• [EXERCISE TASK]
Copy the stretch from the start of the records through the line containing "pixel 122 420", swapping "lawn" for "grass field" and keeping everything else the same. Leave out the pictures.

○ ○ ○ ○

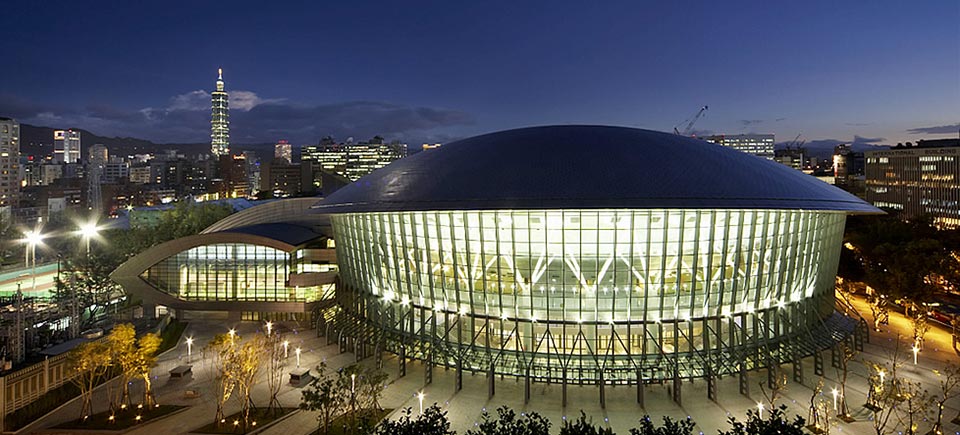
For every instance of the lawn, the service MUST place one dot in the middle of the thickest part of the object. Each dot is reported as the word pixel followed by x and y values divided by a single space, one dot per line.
pixel 232 425
pixel 122 420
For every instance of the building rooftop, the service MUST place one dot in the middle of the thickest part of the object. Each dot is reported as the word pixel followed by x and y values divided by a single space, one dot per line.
pixel 290 234
pixel 558 167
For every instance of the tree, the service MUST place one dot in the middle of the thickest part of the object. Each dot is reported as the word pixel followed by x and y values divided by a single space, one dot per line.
pixel 670 427
pixel 775 424
pixel 274 361
pixel 432 421
pixel 224 348
pixel 324 396
pixel 914 406
pixel 90 362
pixel 887 396
pixel 507 423
pixel 949 379
pixel 145 359
pixel 246 365
pixel 847 353
pixel 84 283
pixel 583 426
pixel 122 341
pixel 918 320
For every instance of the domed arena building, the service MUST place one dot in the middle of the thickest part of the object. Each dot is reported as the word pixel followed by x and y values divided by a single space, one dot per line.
pixel 589 255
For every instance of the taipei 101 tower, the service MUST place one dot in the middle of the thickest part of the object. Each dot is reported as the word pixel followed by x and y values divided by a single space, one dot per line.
pixel 219 119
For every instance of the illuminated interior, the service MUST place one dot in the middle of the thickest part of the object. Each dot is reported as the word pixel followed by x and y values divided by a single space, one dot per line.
pixel 580 294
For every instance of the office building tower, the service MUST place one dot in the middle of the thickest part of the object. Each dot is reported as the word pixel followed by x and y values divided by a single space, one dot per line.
pixel 760 145
pixel 921 180
pixel 283 150
pixel 219 119
pixel 353 160
pixel 9 162
pixel 66 146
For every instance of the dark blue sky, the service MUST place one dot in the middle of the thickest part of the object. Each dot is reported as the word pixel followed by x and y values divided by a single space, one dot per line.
pixel 440 70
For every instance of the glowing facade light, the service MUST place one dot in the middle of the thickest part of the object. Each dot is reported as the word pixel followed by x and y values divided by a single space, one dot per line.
pixel 688 268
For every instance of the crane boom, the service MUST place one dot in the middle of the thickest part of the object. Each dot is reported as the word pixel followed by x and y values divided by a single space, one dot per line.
pixel 690 121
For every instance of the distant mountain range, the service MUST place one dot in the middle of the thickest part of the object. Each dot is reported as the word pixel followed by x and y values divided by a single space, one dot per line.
pixel 38 140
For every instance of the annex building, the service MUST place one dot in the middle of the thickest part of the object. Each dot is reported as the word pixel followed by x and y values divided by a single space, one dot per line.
pixel 567 254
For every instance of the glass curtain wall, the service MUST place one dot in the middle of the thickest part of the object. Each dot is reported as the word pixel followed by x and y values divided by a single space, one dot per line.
pixel 228 272
pixel 536 285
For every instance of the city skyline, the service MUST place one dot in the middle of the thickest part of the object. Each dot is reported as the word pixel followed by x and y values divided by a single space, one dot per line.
pixel 855 79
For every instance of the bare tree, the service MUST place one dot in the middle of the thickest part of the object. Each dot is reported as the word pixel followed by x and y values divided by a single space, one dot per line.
pixel 949 379
pixel 918 320
pixel 888 396
pixel 145 359
pixel 122 341
pixel 90 362
pixel 249 360
pixel 274 361
pixel 847 353
pixel 224 348
pixel 815 415
pixel 914 406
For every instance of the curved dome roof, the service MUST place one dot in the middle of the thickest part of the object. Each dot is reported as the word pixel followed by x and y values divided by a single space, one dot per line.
pixel 556 167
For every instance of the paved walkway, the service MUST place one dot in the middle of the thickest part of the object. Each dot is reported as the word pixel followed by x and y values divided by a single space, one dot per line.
pixel 465 407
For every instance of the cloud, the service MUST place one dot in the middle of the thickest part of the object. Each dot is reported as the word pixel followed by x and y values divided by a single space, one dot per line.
pixel 940 129
pixel 185 118
pixel 860 140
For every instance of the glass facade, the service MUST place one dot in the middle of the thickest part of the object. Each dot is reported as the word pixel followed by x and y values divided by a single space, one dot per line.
pixel 228 272
pixel 584 295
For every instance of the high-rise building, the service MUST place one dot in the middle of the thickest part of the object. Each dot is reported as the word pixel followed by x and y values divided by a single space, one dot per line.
pixel 66 146
pixel 353 160
pixel 283 150
pixel 219 119
pixel 9 162
pixel 760 145
pixel 917 181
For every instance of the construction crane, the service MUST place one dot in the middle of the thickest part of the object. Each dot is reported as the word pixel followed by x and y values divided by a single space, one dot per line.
pixel 689 121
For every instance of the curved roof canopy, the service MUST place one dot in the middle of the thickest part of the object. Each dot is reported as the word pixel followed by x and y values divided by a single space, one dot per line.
pixel 557 167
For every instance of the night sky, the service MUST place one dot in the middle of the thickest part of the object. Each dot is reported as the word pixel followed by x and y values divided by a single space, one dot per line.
pixel 865 71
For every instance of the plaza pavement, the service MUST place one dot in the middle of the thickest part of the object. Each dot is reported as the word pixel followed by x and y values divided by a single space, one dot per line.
pixel 464 408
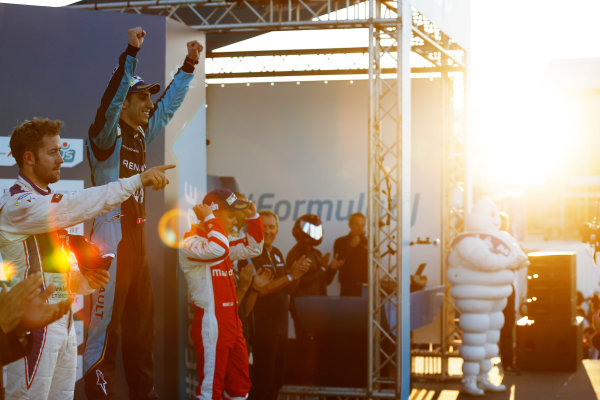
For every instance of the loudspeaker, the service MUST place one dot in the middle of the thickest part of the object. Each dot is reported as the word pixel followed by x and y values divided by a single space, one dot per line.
pixel 549 346
pixel 551 287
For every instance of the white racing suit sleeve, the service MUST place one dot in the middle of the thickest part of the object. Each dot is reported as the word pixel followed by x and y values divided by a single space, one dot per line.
pixel 34 215
pixel 79 283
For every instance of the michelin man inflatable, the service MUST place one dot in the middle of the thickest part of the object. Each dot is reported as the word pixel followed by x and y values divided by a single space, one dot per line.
pixel 481 265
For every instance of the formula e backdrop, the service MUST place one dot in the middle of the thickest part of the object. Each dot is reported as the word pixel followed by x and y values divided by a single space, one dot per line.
pixel 302 148
pixel 56 63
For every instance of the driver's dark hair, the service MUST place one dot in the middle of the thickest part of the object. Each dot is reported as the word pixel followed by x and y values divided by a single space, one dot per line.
pixel 28 136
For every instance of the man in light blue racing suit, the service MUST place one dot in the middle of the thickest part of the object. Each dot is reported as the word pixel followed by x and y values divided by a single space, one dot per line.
pixel 126 121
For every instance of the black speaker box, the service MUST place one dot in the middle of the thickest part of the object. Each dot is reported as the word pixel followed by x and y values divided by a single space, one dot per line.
pixel 551 287
pixel 549 346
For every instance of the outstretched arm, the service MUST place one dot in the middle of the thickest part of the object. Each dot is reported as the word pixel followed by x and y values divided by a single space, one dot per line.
pixel 104 129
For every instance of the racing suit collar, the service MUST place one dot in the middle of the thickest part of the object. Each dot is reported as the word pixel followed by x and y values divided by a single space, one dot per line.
pixel 34 186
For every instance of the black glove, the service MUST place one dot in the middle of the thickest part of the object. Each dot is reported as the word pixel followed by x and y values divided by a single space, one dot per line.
pixel 88 254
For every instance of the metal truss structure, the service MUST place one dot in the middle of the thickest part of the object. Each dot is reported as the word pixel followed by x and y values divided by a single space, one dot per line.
pixel 386 62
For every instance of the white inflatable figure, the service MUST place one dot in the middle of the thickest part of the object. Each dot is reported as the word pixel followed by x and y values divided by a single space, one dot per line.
pixel 481 265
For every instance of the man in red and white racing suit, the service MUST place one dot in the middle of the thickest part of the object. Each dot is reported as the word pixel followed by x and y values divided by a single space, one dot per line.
pixel 31 217
pixel 206 259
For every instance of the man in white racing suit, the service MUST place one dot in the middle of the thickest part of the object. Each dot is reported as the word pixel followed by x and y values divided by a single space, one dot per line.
pixel 206 260
pixel 31 240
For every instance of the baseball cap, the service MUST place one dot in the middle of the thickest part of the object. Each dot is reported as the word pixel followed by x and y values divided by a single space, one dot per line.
pixel 137 84
pixel 224 199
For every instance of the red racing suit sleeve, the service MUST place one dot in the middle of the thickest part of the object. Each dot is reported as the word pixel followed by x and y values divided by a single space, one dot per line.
pixel 209 245
pixel 250 245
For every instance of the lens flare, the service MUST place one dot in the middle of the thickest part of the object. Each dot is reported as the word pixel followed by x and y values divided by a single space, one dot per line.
pixel 172 226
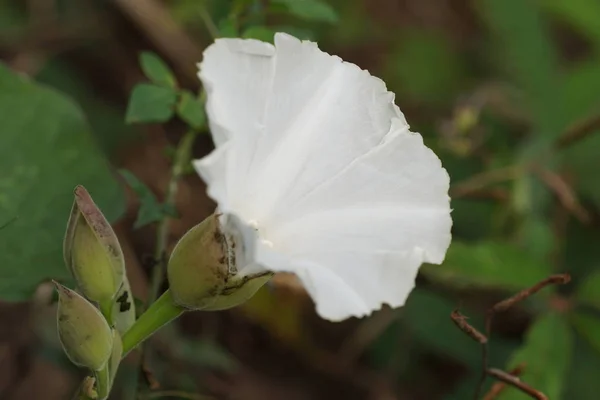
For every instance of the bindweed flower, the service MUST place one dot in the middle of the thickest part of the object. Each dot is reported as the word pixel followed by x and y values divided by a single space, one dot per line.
pixel 92 251
pixel 84 333
pixel 315 172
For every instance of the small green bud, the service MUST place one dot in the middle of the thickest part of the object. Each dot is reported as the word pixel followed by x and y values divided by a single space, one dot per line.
pixel 200 274
pixel 198 268
pixel 92 251
pixel 84 333
pixel 123 308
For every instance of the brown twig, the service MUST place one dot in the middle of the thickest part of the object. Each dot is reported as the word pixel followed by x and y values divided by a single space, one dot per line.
pixel 157 24
pixel 461 322
pixel 498 387
pixel 504 305
pixel 516 383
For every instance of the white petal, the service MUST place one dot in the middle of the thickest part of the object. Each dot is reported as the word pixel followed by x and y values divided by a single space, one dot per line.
pixel 313 152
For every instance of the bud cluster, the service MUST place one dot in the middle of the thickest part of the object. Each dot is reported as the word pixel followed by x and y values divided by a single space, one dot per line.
pixel 97 324
pixel 92 320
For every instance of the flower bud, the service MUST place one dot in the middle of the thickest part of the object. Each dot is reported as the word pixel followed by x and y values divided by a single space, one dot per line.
pixel 198 268
pixel 238 291
pixel 92 251
pixel 123 309
pixel 84 333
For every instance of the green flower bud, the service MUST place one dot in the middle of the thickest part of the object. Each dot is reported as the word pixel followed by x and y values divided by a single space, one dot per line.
pixel 200 276
pixel 123 308
pixel 92 251
pixel 84 333
pixel 238 291
pixel 197 268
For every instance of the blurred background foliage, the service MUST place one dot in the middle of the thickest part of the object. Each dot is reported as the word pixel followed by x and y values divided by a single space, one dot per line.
pixel 507 92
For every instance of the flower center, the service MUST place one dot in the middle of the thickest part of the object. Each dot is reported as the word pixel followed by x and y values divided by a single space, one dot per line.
pixel 254 224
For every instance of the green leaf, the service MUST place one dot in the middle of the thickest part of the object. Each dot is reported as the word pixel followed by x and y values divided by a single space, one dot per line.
pixel 588 292
pixel 191 110
pixel 532 59
pixel 488 264
pixel 582 161
pixel 150 209
pixel 228 28
pixel 260 33
pixel 588 326
pixel 583 382
pixel 312 10
pixel 150 103
pixel 581 14
pixel 582 89
pixel 46 149
pixel 547 354
pixel 426 67
pixel 157 70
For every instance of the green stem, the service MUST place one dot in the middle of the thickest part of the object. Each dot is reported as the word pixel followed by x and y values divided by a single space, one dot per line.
pixel 103 383
pixel 161 312
pixel 180 163
pixel 106 310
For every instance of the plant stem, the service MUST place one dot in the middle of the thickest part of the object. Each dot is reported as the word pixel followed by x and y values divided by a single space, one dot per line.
pixel 180 163
pixel 177 393
pixel 161 312
pixel 103 382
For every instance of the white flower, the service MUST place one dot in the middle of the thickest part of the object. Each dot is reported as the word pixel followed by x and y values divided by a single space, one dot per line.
pixel 316 173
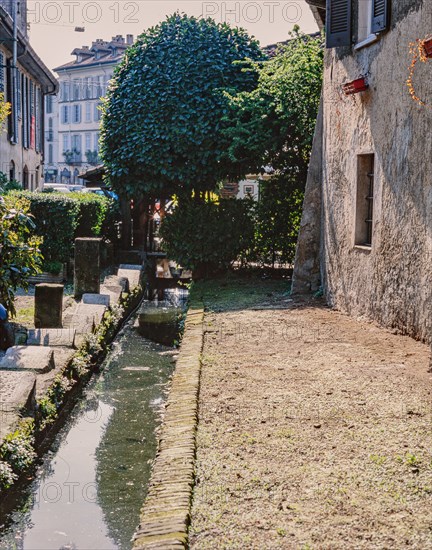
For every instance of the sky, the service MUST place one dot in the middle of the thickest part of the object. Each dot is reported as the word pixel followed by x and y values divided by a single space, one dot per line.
pixel 53 22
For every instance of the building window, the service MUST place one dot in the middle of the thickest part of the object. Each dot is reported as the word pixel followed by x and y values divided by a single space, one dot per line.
pixel 364 20
pixel 97 113
pixel 65 114
pixel 373 19
pixel 365 200
pixel 49 104
pixel 76 143
pixel 76 90
pixel 76 113
pixel 50 135
pixel 65 91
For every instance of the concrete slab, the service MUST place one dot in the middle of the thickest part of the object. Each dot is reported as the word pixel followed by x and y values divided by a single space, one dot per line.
pixel 17 395
pixel 113 291
pixel 96 299
pixel 54 337
pixel 17 391
pixel 86 317
pixel 116 280
pixel 133 267
pixel 32 358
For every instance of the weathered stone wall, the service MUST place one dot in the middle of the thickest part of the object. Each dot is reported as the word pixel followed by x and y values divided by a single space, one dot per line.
pixel 391 282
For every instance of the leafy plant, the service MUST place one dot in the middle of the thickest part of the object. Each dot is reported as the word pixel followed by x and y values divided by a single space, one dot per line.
pixel 53 267
pixel 7 476
pixel 92 156
pixel 9 185
pixel 278 216
pixel 17 448
pixel 275 121
pixel 162 119
pixel 207 236
pixel 92 212
pixel 20 256
pixel 56 218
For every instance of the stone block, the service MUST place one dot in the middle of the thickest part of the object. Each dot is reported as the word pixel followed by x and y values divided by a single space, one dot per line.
pixel 96 299
pixel 64 337
pixel 36 359
pixel 87 266
pixel 48 305
pixel 86 317
pixel 113 291
pixel 17 391
pixel 132 273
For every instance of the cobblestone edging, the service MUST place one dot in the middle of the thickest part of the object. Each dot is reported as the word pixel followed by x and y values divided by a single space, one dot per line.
pixel 165 516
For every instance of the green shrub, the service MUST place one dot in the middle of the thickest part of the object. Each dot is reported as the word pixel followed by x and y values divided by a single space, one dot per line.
pixel 19 248
pixel 92 212
pixel 278 216
pixel 17 448
pixel 56 217
pixel 207 236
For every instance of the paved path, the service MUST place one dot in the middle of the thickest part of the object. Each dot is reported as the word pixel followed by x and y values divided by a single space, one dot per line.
pixel 315 430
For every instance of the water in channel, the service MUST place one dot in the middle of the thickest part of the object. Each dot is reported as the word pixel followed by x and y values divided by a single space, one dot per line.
pixel 88 491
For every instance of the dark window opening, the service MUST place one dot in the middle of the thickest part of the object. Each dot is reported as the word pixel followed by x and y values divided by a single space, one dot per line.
pixel 365 200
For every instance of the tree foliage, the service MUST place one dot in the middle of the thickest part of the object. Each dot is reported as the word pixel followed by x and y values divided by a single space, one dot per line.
pixel 209 235
pixel 163 123
pixel 277 220
pixel 20 256
pixel 275 121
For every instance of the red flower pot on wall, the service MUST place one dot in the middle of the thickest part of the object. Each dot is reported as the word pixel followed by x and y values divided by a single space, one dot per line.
pixel 427 46
pixel 356 86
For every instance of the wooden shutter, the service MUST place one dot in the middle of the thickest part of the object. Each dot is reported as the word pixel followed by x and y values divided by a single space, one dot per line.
pixel 380 15
pixel 338 26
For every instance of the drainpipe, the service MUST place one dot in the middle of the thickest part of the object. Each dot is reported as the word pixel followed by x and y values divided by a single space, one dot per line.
pixel 14 72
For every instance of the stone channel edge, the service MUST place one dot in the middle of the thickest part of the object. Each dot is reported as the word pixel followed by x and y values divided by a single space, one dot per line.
pixel 165 515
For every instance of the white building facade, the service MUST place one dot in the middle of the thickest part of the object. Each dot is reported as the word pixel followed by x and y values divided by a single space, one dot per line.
pixel 72 119
pixel 25 83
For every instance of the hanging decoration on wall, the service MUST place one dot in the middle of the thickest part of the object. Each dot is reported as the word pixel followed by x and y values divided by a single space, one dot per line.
pixel 421 50
pixel 358 85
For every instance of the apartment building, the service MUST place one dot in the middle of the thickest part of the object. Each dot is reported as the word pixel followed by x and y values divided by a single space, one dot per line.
pixel 72 118
pixel 25 82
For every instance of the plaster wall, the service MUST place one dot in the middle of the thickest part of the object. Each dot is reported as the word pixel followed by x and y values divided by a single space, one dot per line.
pixel 390 282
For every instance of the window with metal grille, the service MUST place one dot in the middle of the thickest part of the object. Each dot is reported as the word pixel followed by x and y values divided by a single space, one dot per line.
pixel 365 200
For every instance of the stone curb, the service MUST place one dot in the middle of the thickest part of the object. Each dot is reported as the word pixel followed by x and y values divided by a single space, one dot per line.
pixel 165 516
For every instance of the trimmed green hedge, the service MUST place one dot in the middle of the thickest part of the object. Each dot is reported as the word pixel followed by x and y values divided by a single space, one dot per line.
pixel 92 214
pixel 60 218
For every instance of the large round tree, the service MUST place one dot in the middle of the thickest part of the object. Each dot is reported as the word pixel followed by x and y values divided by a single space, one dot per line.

○ ○ ○ ○

• [RESULT]
For every instance of the grass field, the service MUST place one dot in the middle of the thickest part of the object. Each dot is reported as the word pixel followed by x and y values divided by a single space, one dot per line.
pixel 232 425
pixel 122 420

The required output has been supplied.